◆ **Work to be completed**
Each record must appear in your answer exactly as it does below.

◆ **Data items**
━━━━

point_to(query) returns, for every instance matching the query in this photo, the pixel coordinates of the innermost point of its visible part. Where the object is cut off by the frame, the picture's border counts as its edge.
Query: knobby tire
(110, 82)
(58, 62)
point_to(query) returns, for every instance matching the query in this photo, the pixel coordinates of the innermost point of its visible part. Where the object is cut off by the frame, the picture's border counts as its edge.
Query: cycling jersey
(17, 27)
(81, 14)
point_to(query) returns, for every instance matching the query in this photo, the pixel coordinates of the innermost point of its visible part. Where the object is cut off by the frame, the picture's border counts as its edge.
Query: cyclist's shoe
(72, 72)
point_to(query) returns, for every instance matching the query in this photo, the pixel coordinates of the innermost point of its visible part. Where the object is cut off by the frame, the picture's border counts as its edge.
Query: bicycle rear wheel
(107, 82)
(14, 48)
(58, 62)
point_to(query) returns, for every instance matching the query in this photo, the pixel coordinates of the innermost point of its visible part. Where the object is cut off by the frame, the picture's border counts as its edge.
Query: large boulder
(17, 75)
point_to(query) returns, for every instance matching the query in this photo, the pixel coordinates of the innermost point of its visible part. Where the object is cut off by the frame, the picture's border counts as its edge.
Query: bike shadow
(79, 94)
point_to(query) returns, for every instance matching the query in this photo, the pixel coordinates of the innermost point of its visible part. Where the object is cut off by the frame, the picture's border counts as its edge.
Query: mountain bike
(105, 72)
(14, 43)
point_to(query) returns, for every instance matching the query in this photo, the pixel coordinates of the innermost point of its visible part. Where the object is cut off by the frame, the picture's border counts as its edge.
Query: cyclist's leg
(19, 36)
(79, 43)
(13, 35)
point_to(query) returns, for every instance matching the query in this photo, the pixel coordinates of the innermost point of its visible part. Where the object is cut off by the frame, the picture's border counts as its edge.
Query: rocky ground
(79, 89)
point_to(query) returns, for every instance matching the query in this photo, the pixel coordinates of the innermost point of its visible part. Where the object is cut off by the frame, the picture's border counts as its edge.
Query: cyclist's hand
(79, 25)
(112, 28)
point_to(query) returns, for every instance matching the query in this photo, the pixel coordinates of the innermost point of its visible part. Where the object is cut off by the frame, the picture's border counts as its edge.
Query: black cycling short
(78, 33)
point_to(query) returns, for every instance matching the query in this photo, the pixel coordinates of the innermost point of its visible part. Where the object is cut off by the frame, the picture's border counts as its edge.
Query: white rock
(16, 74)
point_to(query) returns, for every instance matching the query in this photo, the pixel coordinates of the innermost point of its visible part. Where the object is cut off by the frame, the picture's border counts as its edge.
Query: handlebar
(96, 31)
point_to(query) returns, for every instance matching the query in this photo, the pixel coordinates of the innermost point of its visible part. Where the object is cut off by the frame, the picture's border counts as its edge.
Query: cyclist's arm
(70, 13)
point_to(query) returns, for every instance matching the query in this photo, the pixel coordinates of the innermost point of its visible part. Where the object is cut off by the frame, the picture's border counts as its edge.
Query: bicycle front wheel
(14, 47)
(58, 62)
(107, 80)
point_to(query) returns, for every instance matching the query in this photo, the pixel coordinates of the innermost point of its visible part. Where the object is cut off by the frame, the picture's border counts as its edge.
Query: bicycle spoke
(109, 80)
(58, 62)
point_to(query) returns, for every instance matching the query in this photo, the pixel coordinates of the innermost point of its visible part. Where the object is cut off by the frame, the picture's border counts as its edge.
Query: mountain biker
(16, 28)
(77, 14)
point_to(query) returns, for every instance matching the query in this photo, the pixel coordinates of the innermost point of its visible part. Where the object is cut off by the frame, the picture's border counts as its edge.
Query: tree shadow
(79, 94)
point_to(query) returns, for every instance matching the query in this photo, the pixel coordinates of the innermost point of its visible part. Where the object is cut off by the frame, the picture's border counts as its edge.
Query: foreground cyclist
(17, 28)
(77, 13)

━━━━

◆ **Solution to this problem**
point_to(query) returns, for every instance matching the query in this photo, the pixel coordinates of the innermost point of its visible part. Where the object is cut off by the frame, the picture's border counts as its edge.
Query: knobby tire
(110, 82)
(58, 62)
point_to(query) returns, for every instance matching the query in this photo, the pixel coordinates of the innermost point of its visible part. Where the object is cut off by the frame, the picture's border counts as its edge.
Query: cycling jersey
(17, 27)
(81, 14)
point_to(query) returns, for every instance matching the query in this photo, the pixel coordinates of the innermost point of its visible part. Where the object is cut off by the frame, the picture's border counts as its edge.
Query: cyclist's shoe
(72, 72)
point_to(query) returns, for every instance matching the query in this photo, the pixel coordinates of the innermost point of its visible part. Where the object is cut off by the frame, the picture's border counts as its edge.
Query: bicycle rear wheel
(107, 82)
(14, 48)
(58, 62)
point_to(query) returns, for every instance matching the query in this photo, the pixel coordinates of the innermost point of its visible part. Where the object is cut off by the frame, the picture's border counts as its edge.
Query: large boulder
(17, 75)
point_to(query) returns, for every instance matching the query in this photo, the pixel coordinates of the innermost point of its visible part. Where the object is cut off by the frame, the picture's border counts as its edge.
Query: bike shadow
(79, 94)
point_to(query) returns, for every instance matching the query in this photo, the pixel coordinates of the innermost point of its visible part. Where the object is cut off by the frame, the picture's border counts as its edge.
Query: mountain bike
(105, 72)
(14, 43)
point_to(query) returns, for every instance matching the query in this photo, the pixel coordinates of the innermost point of its visible part. Where the object is cut off by the frame, the picture's border counts as its edge.
Query: cyclist's leg
(19, 36)
(79, 43)
(13, 35)
point_to(query) returns, for every instance matching the query in this photo, the pixel coordinates of the innermost point of its visible part. Where the object is cut off by the frame, the picture's border counts as its edge.
Query: rocky ground
(79, 89)
point_to(query) returns, for every instance matching the query in this photo, the pixel coordinates of the innermost point of its visible part. Where the object is cut off by the frame, the picture's border counts as its edge.
Query: cyclist's hand
(79, 25)
(112, 28)
point_to(query) returns, for every instance matching the query in this photo, the pixel coordinates of the innermost point of its visible part. Where the object is cut off by the frame, the picture's border counts as its edge.
Query: black cycling short
(78, 33)
point_to(query) returns, for every instance matching the query in this photo, the pixel coordinates of the innermost point of its visible part. Where the object is cut off by the frame, the picture's border counts as its edge.
Query: white rock
(16, 74)
point_to(query) returns, for every instance matching the query in this photo, the pixel coordinates of the innermost point of its visible part. Where the object is cut off by the frame, the picture's border counts as its edge.
Query: handlebar
(96, 31)
point_to(query) returns, for every instance matching the query in this photo, the pixel coordinates of the innermost point of its visible part. Where the object is cut off by the frame, the picture's border counts as its edge.
Query: cyclist's arm
(70, 13)
point_to(query) returns, for every instance matching the query in this photo, the pixel coordinates of the innermost point of its visible part. Where the object is cut off by the frame, the picture's border counts as its edge.
Query: bicycle front wheel
(14, 47)
(58, 62)
(107, 80)
point_to(query) returns, for every instance matching the query in this photo, the pixel coordinates of the innermost point of its visible part. Where the object is cut off by the frame, the picture's border counts as its edge.
Query: bicycle spoke
(109, 80)
(58, 62)
point_to(query) returns, for every instance matching the query in this photo, the pixel coordinates of the innermost point of its visible part. Where the object is cut off by the frame, the picture's border counts as its edge.
Query: mountain biker
(16, 28)
(77, 14)
point_to(query) returns, for every instance matching the query in this photo, the pixel coordinates of the innermost point of its visible part. Where the object is cut off by the frame, the picture's border counts as its edge.
Query: tree shadow
(79, 94)
point_to(query) returns, for every instance matching the query in this photo, the pixel coordinates of the innermost point of its visible part. Where the object is cut off by the frame, the picture's border counts as its edge.
Query: foreground cyclist
(17, 28)
(77, 13)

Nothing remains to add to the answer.